> [Problem to solve]:
Collect each line of the listing below that contains the string "every". Case counts, so uppercase and lowercase letters must match.

> [Information provided]:
=-=-=-=-=

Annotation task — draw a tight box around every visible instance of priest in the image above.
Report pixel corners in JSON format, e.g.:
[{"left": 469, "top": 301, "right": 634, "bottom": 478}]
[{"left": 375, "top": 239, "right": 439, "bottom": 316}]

=-=-=-=-=

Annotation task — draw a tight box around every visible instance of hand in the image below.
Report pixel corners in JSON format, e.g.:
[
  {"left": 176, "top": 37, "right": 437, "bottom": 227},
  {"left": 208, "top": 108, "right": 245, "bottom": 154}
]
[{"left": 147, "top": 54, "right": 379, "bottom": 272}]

=-=-=-=-=

> [Full solution]:
Annotation task — draw a tight box around every visible instance of priest in the image above.
Annotation task — draw a tight box around every visible instance of hand in the image below.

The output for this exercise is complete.